→ WORK INSTRUCTIONS
Copy the stretch of material from the line containing "task: segment the blue sky" through the end, swapping "white column" for "marble pillar" and leaving everything else unchanged.

→ DATASET EXTRACT
↓↓↓

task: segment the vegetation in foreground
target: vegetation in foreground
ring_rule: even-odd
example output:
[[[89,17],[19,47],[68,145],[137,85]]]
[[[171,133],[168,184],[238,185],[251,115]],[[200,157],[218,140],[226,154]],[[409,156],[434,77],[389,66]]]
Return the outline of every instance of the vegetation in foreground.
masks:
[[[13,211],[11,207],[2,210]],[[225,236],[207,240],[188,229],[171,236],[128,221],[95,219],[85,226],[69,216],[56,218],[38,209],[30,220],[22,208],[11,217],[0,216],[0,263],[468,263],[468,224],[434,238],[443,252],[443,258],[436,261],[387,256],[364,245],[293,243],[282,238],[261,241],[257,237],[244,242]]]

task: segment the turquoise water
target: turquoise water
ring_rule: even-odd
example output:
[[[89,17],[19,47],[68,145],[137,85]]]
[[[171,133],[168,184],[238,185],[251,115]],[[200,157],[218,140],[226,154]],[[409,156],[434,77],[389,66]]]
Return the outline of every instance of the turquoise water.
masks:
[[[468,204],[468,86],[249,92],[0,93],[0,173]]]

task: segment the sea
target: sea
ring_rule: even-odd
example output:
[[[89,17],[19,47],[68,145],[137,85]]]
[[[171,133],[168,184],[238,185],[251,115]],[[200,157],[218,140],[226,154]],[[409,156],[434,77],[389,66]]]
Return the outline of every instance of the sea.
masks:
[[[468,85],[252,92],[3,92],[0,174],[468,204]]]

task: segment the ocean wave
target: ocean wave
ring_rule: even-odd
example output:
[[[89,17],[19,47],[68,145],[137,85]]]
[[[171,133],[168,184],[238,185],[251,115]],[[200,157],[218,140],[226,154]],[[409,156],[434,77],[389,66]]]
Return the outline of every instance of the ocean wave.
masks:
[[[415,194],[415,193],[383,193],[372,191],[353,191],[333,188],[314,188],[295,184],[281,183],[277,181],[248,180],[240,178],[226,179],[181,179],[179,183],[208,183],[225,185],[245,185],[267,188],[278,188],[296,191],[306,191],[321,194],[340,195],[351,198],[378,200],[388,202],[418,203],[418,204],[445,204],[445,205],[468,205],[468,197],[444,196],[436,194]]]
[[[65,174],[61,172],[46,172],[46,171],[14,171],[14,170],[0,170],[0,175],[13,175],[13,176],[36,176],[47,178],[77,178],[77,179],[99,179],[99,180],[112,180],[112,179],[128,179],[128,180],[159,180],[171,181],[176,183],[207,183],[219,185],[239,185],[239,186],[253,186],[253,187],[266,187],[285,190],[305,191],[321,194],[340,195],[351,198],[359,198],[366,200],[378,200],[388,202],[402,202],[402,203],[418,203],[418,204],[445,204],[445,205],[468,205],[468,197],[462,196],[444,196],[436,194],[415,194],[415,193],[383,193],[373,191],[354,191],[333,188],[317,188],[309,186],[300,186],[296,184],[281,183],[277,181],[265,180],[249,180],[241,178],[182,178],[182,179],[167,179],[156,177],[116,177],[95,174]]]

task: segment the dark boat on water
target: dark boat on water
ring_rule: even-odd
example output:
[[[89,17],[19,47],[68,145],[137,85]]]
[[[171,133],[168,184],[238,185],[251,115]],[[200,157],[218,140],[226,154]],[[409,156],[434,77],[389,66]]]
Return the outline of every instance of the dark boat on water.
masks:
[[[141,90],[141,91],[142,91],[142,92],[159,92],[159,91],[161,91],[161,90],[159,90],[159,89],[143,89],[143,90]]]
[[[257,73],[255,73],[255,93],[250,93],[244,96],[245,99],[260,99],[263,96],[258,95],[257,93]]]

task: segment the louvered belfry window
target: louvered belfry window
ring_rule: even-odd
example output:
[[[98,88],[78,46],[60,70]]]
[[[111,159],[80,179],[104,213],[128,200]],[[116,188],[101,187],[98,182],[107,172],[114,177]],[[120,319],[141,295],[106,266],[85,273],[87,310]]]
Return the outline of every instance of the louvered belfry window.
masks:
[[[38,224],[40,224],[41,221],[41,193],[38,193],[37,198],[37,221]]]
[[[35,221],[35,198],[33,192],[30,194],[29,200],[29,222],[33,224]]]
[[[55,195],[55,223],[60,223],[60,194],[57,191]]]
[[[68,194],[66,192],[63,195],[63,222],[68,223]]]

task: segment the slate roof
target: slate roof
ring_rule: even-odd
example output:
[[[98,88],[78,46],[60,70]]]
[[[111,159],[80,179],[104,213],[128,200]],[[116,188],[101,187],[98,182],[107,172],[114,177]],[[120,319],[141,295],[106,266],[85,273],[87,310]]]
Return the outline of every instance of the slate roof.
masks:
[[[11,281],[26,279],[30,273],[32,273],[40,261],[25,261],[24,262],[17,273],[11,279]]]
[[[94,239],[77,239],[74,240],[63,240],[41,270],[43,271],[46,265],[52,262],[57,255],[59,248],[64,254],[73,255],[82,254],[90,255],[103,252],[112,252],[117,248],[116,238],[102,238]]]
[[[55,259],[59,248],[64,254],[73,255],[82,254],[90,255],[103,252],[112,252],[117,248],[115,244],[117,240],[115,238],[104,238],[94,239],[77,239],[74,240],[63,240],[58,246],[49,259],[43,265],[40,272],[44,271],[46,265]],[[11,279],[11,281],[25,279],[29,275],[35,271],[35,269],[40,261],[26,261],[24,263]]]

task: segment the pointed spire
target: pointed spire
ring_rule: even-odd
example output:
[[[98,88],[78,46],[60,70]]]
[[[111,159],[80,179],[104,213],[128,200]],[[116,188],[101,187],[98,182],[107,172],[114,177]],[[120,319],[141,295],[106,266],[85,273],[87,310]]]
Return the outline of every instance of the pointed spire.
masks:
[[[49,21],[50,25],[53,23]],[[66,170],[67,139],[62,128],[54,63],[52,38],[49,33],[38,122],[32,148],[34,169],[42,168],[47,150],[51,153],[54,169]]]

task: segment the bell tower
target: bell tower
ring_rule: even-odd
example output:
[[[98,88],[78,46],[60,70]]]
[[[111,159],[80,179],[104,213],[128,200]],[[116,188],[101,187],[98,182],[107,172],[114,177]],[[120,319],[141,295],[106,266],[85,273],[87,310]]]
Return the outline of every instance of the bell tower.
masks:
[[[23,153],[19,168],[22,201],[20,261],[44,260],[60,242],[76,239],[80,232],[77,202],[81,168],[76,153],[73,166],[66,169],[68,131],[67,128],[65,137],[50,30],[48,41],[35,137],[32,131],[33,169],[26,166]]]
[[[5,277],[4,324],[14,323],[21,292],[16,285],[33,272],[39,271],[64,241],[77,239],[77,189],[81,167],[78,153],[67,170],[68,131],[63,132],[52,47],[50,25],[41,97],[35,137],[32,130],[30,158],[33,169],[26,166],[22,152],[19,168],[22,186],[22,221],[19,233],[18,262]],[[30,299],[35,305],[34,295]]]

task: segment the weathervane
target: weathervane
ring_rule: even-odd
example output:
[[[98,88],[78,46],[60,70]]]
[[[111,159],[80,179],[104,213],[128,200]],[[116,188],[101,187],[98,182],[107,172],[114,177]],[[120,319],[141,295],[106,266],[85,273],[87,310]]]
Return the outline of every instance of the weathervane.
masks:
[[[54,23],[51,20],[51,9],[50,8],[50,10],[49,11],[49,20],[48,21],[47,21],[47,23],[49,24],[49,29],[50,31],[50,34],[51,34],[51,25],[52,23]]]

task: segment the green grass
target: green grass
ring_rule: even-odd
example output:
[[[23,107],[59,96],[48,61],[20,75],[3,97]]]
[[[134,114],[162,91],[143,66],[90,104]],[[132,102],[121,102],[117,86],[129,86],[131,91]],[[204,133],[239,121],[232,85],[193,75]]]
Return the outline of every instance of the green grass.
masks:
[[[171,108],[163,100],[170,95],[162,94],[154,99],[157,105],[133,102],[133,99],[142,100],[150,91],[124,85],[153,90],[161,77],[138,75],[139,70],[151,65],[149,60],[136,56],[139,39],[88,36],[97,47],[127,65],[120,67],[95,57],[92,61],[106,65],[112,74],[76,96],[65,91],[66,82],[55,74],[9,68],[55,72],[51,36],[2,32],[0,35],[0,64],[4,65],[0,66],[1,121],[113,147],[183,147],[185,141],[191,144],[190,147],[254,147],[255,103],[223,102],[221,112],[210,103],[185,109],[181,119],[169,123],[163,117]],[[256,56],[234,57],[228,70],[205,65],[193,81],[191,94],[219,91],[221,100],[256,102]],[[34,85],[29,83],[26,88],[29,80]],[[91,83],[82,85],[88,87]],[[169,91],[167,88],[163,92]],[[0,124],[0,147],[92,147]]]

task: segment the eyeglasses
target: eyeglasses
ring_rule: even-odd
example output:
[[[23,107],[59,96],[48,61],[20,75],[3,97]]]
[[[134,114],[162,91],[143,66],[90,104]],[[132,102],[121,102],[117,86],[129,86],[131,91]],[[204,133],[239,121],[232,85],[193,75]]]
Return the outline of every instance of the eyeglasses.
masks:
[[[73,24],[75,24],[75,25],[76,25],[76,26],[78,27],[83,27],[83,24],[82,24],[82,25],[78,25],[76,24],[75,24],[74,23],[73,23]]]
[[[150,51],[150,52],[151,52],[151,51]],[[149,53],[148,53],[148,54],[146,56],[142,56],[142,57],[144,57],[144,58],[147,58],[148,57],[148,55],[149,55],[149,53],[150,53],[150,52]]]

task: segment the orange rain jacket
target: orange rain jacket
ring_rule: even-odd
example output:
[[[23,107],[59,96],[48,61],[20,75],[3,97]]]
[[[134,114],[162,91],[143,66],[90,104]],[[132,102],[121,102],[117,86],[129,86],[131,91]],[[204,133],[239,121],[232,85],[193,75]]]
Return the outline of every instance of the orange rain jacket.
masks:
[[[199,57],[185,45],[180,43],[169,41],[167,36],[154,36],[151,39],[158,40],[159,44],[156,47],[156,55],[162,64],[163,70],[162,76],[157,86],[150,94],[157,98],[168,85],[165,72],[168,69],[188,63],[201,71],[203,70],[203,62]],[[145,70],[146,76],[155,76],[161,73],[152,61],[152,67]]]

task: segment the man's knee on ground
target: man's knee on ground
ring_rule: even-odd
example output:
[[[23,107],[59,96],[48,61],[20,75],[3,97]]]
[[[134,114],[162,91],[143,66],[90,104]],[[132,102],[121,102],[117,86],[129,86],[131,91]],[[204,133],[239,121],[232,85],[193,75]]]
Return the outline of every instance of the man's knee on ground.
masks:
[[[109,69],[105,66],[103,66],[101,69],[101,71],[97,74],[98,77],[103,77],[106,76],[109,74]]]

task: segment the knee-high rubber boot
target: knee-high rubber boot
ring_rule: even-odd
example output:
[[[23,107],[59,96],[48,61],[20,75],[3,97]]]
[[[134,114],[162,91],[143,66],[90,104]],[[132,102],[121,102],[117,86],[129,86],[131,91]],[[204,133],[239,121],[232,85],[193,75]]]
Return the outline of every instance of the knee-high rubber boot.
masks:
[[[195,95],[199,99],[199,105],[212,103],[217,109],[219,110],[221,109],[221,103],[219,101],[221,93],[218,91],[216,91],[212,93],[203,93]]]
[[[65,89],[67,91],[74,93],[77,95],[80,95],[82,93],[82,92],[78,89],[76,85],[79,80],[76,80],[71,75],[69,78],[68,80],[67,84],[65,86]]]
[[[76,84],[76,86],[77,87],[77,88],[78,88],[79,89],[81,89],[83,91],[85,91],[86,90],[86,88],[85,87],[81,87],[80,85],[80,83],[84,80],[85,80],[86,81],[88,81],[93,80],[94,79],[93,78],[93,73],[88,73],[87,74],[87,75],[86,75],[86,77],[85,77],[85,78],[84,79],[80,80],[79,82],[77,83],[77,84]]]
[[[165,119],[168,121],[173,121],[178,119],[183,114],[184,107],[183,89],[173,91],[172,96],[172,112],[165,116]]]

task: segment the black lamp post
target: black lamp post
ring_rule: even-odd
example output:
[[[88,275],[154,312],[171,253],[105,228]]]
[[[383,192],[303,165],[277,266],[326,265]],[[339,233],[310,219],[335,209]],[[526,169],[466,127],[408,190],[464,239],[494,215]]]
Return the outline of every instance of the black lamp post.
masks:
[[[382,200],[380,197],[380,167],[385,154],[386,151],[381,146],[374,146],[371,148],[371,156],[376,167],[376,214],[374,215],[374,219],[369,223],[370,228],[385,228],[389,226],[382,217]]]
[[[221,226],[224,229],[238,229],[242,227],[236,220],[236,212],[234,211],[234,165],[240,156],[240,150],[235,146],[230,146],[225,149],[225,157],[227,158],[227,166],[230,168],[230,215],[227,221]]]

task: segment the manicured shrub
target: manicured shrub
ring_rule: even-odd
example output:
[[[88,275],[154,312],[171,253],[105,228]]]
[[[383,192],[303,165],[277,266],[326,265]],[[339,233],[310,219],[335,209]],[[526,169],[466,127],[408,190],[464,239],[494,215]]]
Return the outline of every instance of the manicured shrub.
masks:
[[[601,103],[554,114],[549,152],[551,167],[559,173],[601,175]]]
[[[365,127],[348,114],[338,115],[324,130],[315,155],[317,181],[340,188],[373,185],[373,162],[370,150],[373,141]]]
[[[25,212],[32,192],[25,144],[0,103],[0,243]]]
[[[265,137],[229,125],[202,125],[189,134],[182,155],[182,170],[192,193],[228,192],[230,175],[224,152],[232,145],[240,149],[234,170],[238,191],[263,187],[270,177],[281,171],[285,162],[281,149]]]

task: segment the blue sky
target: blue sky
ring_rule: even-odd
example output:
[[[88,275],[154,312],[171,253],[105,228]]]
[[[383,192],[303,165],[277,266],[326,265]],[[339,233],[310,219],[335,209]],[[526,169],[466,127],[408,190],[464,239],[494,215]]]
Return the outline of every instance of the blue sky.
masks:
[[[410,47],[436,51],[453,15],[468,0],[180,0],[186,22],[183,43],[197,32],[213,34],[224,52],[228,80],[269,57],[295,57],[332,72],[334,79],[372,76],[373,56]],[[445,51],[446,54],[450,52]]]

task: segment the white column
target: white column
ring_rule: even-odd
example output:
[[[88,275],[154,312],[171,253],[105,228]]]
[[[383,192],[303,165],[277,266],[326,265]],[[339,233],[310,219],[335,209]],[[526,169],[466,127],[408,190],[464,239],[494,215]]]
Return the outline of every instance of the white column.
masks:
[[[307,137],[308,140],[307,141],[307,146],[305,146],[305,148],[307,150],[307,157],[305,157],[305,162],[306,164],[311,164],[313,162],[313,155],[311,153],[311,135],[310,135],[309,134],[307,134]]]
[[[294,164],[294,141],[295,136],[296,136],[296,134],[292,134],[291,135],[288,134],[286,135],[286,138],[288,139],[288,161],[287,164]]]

↑↑↑

→ THE ANSWER
task: segment the blue sky
target: blue sky
ring_rule: even-odd
example output:
[[[88,275],[154,312],[171,253],[105,228]]]
[[[383,192],[303,165],[277,266],[326,265]],[[339,233],[310,219],[335,209]],[[526,169],[466,127],[408,190],[464,239],[494,215]]]
Return the outline of every instance of the blue sky.
masks:
[[[410,47],[436,51],[453,15],[468,0],[180,0],[186,22],[183,43],[197,32],[213,34],[224,52],[228,80],[269,57],[295,57],[332,72],[334,79],[372,76],[373,56]],[[445,51],[446,54],[450,52]]]

task: segment the marble pillar
target: marble pillar
ring_rule: even-odd
example output:
[[[88,275],[154,312],[171,253],[105,228]]]
[[[383,192],[303,165],[277,266],[326,265]],[[339,233],[310,219],[335,209]],[[526,169],[466,127],[408,190],[464,239],[494,215]]]
Return the outline of every instance of the marble pillar.
masks:
[[[307,137],[308,140],[307,141],[307,146],[305,146],[305,148],[307,150],[307,157],[305,157],[305,162],[306,164],[311,164],[313,162],[313,155],[311,153],[311,135],[310,135],[309,134],[307,134]]]
[[[294,164],[294,141],[295,136],[296,136],[296,134],[292,134],[291,135],[288,134],[286,135],[286,138],[288,139],[288,161],[287,164]]]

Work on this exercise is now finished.